• ЗАДАНИЕ 1
Какого числа Одесский окружной суд вынес приговор Япончику, согласно отрывку о нем?

• ОТРЫВОК ТЕКСТА
Как бы то ни было, но 2 апреля 1908 года Одесский окружной суд приговорил Япончика к бессрочной сибирской каторге. Давая показания следствию и суду, Япончик взял себе имя своего младшего брата, Абрама Винницкого, который вместо него работал в матрасной мастерской. По другой версии, за убийство полицмейстера Япончика приговорили к повешению, но, поскольку преступник был еще несовершеннолетним, это наказание заменили на каторжные работы.
Так или иначе, полиция вменила Япончику организацию нескольких вооруженных налетов и следствие смогло доказать причастность Винницкого к этим дерзким преступлениям. Поэтому вердикт суда был самым суровым: пожизненная каторга, лишение всех прав состояния и высылка в сибирские поселения. Там Моисей Винницкий общался и с политическими заключенными, есть свидетельства того, что он нередко защищал их от произвола уголовников. С достаточной долей уверенности можно утверждать, что это происходило вовсе не из-за того, что революционные идеи захватили юного одессита. Пройдя тюремные «университеты», юноша научился бороться за себя и за других, не прощать обид; он превратился в опасного и матерого бандита, который, однако, при случае пользовался революционными лозунгами, бывшими тогда в большой моде.

• ПЕРЕЧЕНЬ ЗАПИСЕЙ
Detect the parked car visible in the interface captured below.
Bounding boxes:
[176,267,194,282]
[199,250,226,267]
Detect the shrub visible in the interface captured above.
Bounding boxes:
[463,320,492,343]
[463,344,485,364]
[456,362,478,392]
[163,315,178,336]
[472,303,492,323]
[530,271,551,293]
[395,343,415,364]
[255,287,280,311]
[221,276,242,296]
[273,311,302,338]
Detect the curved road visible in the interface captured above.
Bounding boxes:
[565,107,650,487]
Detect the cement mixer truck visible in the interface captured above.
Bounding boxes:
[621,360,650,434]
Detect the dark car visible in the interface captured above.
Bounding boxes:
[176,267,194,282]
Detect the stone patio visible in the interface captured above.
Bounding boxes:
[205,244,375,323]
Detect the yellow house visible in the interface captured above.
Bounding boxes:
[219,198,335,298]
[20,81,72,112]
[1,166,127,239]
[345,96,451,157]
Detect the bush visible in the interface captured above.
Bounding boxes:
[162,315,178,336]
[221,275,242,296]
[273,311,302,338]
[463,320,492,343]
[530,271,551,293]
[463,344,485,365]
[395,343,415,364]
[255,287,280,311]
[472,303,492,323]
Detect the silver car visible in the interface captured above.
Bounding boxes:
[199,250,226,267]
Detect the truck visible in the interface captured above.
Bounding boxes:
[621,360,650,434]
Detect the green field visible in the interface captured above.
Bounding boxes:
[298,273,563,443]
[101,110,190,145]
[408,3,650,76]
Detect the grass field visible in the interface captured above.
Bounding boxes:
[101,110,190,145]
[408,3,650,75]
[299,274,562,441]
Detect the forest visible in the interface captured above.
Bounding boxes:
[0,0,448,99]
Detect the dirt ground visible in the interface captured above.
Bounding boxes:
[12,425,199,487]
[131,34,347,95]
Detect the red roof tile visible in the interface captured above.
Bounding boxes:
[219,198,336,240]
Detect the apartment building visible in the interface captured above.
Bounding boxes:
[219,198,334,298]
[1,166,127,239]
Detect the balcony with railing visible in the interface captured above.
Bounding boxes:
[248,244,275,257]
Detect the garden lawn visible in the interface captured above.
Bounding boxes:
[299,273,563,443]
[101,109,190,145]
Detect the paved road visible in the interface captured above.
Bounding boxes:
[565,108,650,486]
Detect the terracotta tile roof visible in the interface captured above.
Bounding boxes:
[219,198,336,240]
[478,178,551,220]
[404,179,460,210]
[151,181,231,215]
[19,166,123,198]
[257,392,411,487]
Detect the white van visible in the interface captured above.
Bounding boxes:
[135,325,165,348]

• ЗАДАНИЕ 2
Отредактируйте часть перечня записей, которая открывается строкой с «Detect the forest» и заканчивается концом перечня: замените «paved road» на «asphalt road», ничего больше не меняя, и приведите только эту часть.

• ОТВЕТ 1
2 апреля 1908 года.

• ОТВЕТ 2
Detect the forest visible in the interface captured above.
Bounding boxes:
[0,0,448,99]
Detect the dirt ground visible in the interface captured above.
Bounding boxes:
[12,425,199,487]
[131,34,347,95]
Detect the red roof tile visible in the interface captured above.
Bounding boxes:
[219,198,336,240]
Detect the apartment building visible in the interface captured above.
Bounding boxes:
[219,198,334,298]
[1,166,127,239]
Detect the balcony with railing visible in the interface captured above.
Bounding boxes:
[248,244,275,257]
Detect the garden lawn visible in the interface captured above.
Bounding boxes:
[299,273,563,443]
[101,109,190,145]
Detect the asphalt road visible in the interface captured above.
Bounding boxes:
[565,108,650,486]
Detect the terracotta tile roof visible in the interface captured above.
Bounding boxes:
[219,198,336,240]
[478,178,551,220]
[404,179,460,210]
[151,181,231,215]
[19,166,123,198]
[257,392,411,487]
Detect the white van visible in the interface captured above.
Bounding boxes:
[135,325,165,348]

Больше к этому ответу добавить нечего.